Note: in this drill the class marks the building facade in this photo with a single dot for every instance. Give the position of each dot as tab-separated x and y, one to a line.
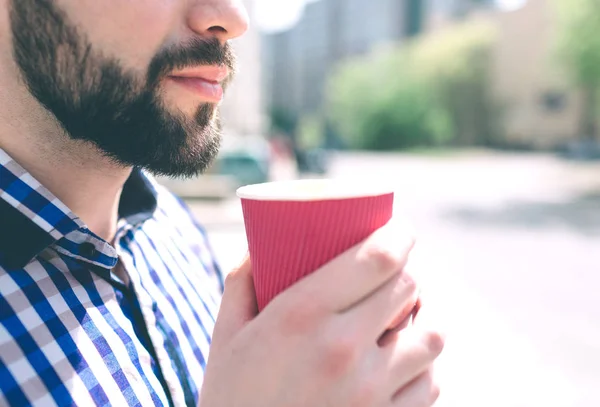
299	60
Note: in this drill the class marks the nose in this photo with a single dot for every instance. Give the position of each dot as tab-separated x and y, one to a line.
224	19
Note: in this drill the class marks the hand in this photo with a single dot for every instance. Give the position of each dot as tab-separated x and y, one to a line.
321	343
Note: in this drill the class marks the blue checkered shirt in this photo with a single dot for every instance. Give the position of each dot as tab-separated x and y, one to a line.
71	332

- **Task details**
Omit the pictures, and quote the material above exactly as given.

- **Answer for this exercise**
Note: in this drill the class marks the building facade in this photo with a single dot for every instance. Give the position of each dot as tab-separated x and y, one to a line.
299	60
Note: in this drill the class marks the nose in this photo with a single dot for every instance. Give the position of each dot as tab-separated x and y, one to a line.
224	19
Note: in this drill the class marks the hand in this photo with a single dot for every instance. Give the position of each dot as tab-separated x and y, one to a line.
321	343
Note: in this drill the class marks the blue checkered shirt in this photo with a single dot for every instance. Give the position of each dot as tab-separated x and y, one to a line.
71	332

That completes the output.